──────── Text section
I'd go with heavy maple butcher block with heavy brass cone footers.
Granite rings. No bueno.
Granite rings. No bueno.
i glued together 2 pieces of mdf and finished them off nicely with sanding sealer and krylon paint..
heavy brass cones for feet (you can get the screw in inserts from a woodworking shop (also of brass)
Little work on my part, but relatively nice looking and accoustically dead. You can go a little further by applying some sound deadening material to the bottom (out of sight). Something like Dynamat.
The purpose of brass cone footers is to drain vibration from the platform to the floor. Placing Dynamat between the platform material and the brass footers defeats the vibration draining effectiveness of the footers, because the Dynamat acts as an isolation material between the wood and the brass.
How about putting cork matting between the amp and the platform to absorb the vibrations ?
What is the floor type , wood on trusses with a basement , vinyl , carpet or cement slab ? What is the traffic situation on your street ?
A cement slab on a rocky grade beside a major busy street can receive vibrations from heavy vehicles on the street .
As can an old rickety wood structure .
Ever been near railroad tracks when a train goes by ? Ever had a record skip when you walk by the turntable ?
It all makes a difference on the way that you do things .
────────────────
Work to complete: Reproduce the discussion of audio equipment platforms and vibration word for word, in full.
──────── Dataset extract
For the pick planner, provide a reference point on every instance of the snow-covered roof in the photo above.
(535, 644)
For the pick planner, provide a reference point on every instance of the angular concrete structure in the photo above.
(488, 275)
────────────────
Solution to this task:
I'd go with heavy maple butcher block with heavy brass cone footers.
Granite rings. No bueno.
Granite rings. No bueno.
i glued together 2 pieces of mdf and finished them off nicely with sanding sealer and krylon paint..
heavy brass cones for feet (you can get the screw in inserts from a woodworking shop (also of brass)
Little work on my part, but relatively nice looking and accoustically dead. You can go a little further by applying some sound deadening material to the bottom (out of sight). Something like Dynamat.
The purpose of brass cone footers is to drain vibration from the platform to the floor. Placing Dynamat between the platform material and the brass footers defeats the vibration draining effectiveness of the footers, because the Dynamat acts as an isolation material between the wood and the brass.
How about putting cork matting between the amp and the platform to absorb the vibrations ?
What is the floor type , wood on trusses with a basement , vinyl , carpet or cement slab ? What is the traffic situation on your street ?
A cement slab on a rocky grade beside a major busy street can receive vibrations from heavy vehicles on the street .
As can an old rickety wood structure .
Ever been near railroad tracks when a train goes by ? Ever had a record skip when you walk by the turntable ?
It all makes a difference on the way that you do things .